## Task directions
In the entries below, which lines run from the one containing "[locate] spade blade (one dot each)" to the one containing "[locate] tool head (one dot each)"? Copy exactly those lines, ends included, and no others.

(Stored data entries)
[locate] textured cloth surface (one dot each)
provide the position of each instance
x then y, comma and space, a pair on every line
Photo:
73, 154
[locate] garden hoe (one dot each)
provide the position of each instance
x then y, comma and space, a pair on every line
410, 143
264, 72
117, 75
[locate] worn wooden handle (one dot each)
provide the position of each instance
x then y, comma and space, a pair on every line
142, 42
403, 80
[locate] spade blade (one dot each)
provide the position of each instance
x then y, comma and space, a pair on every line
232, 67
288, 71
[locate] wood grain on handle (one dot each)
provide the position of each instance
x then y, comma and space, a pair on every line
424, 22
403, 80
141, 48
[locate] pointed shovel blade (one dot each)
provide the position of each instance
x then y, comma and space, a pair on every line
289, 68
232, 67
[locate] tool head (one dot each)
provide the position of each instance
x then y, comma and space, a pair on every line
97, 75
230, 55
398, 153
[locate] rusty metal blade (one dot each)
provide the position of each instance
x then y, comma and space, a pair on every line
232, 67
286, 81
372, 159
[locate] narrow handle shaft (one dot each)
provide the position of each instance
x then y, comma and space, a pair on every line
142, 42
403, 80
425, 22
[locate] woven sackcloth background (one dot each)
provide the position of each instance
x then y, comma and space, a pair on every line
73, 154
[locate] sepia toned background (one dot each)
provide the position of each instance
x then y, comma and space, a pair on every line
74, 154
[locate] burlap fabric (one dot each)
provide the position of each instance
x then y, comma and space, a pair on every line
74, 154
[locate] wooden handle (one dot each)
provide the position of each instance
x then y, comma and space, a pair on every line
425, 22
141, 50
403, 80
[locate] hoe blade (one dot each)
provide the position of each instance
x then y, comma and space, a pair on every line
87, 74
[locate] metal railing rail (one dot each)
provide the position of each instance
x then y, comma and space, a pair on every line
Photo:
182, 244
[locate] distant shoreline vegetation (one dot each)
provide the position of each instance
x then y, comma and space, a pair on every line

## Reply to the task
[locate] spade blade (one dot each)
provide the position of each instance
x then y, comma and space, a pair on every line
232, 67
288, 71
[locate] wood grain on handle (one dot each)
provide the position of each instance
x then y, comma and space, a pair on every line
424, 22
403, 80
141, 48
[locate] pointed shovel blade (one dot each)
provide the position of each instance
x then y, comma and space, a pair on every line
289, 68
232, 67
[locate] tool head (one dot each)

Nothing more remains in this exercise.